__What you need to do__: Copy the material below, switching each "put a dot on each instance" to "mark every occurrence" and leaving everything else unchanged.

--- Start Input rows ---

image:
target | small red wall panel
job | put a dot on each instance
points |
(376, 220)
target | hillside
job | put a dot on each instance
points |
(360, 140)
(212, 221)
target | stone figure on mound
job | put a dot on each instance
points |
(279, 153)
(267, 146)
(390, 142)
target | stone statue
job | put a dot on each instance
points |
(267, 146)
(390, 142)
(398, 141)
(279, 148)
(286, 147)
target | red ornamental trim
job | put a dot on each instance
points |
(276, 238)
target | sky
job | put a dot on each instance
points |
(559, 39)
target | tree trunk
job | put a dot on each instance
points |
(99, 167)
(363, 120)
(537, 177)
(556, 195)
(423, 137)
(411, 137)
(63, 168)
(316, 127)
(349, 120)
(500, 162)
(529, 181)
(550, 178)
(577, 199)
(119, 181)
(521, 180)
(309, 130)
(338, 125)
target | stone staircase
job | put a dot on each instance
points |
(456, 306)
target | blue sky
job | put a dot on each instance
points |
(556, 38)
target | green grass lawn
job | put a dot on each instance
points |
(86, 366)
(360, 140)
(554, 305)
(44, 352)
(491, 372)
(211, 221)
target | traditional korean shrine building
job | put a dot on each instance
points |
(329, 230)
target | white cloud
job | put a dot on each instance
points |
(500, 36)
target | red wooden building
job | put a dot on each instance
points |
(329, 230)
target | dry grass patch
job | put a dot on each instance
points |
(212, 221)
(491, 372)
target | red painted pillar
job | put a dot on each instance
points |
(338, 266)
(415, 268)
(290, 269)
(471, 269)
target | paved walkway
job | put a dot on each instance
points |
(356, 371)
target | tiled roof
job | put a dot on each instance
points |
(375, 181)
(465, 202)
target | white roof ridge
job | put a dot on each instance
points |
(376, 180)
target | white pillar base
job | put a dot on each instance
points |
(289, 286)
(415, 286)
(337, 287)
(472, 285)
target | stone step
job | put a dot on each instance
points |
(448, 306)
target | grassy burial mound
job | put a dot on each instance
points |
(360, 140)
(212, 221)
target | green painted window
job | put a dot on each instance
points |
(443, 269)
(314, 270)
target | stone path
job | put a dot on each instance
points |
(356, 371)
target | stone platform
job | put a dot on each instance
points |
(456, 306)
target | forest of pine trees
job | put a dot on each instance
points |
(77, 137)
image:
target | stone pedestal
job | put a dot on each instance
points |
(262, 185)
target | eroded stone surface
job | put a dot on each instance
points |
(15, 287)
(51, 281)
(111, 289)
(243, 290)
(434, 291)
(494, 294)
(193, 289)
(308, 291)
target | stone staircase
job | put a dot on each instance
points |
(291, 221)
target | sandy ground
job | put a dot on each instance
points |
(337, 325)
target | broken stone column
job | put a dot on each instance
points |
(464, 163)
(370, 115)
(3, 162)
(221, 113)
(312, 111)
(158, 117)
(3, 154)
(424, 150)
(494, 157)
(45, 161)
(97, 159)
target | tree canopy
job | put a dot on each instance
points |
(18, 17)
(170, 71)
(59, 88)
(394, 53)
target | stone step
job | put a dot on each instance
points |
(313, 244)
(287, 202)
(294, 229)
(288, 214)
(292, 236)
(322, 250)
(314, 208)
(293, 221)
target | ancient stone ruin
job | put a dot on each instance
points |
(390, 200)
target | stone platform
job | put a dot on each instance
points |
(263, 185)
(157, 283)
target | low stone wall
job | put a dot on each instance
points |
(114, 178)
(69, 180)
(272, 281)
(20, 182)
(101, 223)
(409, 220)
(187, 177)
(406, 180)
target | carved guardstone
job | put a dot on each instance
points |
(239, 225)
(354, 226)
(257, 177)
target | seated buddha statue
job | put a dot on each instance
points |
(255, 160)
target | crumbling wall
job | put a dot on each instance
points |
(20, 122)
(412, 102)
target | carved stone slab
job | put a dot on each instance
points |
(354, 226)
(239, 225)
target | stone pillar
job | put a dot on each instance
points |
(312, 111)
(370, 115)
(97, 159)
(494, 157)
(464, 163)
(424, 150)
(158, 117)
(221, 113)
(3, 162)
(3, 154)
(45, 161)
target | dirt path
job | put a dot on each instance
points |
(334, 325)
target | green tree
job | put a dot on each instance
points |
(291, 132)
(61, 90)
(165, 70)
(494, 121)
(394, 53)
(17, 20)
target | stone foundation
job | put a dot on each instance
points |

--- End Input rows ---

__Expected answer__:
image:
target | small red wall panel
job | mark every occurrence
points |
(376, 220)
target | hillside
job | mark every occurrence
points |
(360, 140)
(212, 221)
target | stone figure on mound
job | mark every occurrence
points |
(279, 153)
(267, 146)
(390, 142)
target | stone statue
job | mark every occurrence
points |
(267, 146)
(390, 142)
(398, 141)
(279, 148)
(286, 147)
target | red ornamental trim
job | mark every occurrence
points |
(276, 238)
target | sky
job | mark every occurrence
points |
(559, 39)
target | tree trunk
job | mark every occurrence
points |
(99, 167)
(363, 120)
(537, 177)
(556, 195)
(423, 137)
(411, 137)
(63, 168)
(316, 127)
(349, 120)
(500, 162)
(529, 181)
(550, 178)
(577, 199)
(119, 181)
(521, 180)
(309, 130)
(338, 125)
target | stone staircase
job | mark every occurrence
points |
(456, 306)
target | blue sky
job | mark every occurrence
points |
(556, 38)
target | green grass lawn
job | mark every occurrence
points |
(86, 366)
(360, 140)
(554, 305)
(44, 352)
(491, 372)
(211, 221)
target | traditional korean shrine building
job | mark every occurrence
points |
(329, 230)
target | white cloud
job | mark every occurrence
points |
(500, 36)
target | red wooden building
job | mark every occurrence
points |
(329, 230)
target | dry grass patch
job | mark every occurrence
points |
(212, 221)
(491, 372)
target | red painted pillar
job | mark every occurrence
points |
(338, 266)
(415, 268)
(290, 269)
(471, 269)
target | paved walkway
job | mark every occurrence
points |
(356, 371)
target | tiled roof
job | mark every occurrence
points |
(375, 181)
(465, 202)
target | white roof ridge
job | mark every occurrence
points |
(376, 180)
target | white pillar base
job | mark every occurrence
points |
(289, 286)
(415, 286)
(337, 287)
(472, 285)
target | stone step
job | mark every occurrence
points |
(448, 306)
target | grassy burial mound
job | mark every occurrence
points |
(360, 140)
(212, 221)
target | green painted window
job | mark every occurrence
points |
(443, 269)
(314, 270)
target | stone path
job | mark every occurrence
points |
(356, 371)
target | stone platform
job | mark every occurrence
points |
(456, 306)
target | forest of pine trees
job | mark every occurrence
points |
(77, 137)
image:
target | stone pedestal
job | mark every occurrence
points |
(262, 185)
target | eroded stone surface
job | mark every occurrence
points |
(15, 287)
(51, 281)
(111, 289)
(243, 290)
(434, 291)
(494, 294)
(193, 289)
(308, 291)
target | stone staircase
job | mark every occurrence
points |
(291, 221)
target | sandy ground
job | mark every occurrence
points |
(337, 325)
target | broken stone column
job | mark every occurrence
points |
(464, 163)
(370, 115)
(3, 162)
(221, 113)
(312, 111)
(158, 117)
(3, 154)
(424, 150)
(494, 157)
(45, 161)
(97, 159)
target | tree canopy
job | mark every occurrence
points |
(18, 17)
(170, 71)
(59, 88)
(394, 53)
target | stone step
job | mark every occurrence
points |
(313, 244)
(287, 202)
(294, 229)
(288, 214)
(292, 236)
(322, 250)
(314, 208)
(293, 221)
target | ancient stone ruin
job | mark every occurrence
points |
(390, 200)
target | stone platform
job | mark every occurrence
points |
(263, 185)
(157, 283)
target | low stone wall
job | mark every occurrence
points |
(114, 178)
(69, 180)
(272, 281)
(20, 182)
(101, 223)
(409, 220)
(187, 177)
(406, 180)
target | carved guardstone
job | mark every occurrence
points |
(239, 225)
(354, 226)
(257, 177)
target | seated buddha statue
job | mark every occurrence
points |
(255, 160)
target | crumbling wall
job | mark every occurrence
points |
(20, 122)
(412, 102)
target | carved stone slab
job | mark every occurrence
points |
(354, 226)
(239, 225)
target | stone pillar
job | mark every occurrence
points |
(312, 111)
(370, 115)
(97, 159)
(494, 157)
(464, 163)
(424, 150)
(158, 117)
(221, 113)
(3, 162)
(3, 154)
(45, 161)
target | dirt path
job | mark every occurrence
points |
(334, 325)
target | green tree
job | mark every occurrence
points |
(291, 132)
(61, 90)
(165, 70)
(494, 121)
(394, 53)
(17, 20)
target | stone foundation
job | mark every occurrence
points |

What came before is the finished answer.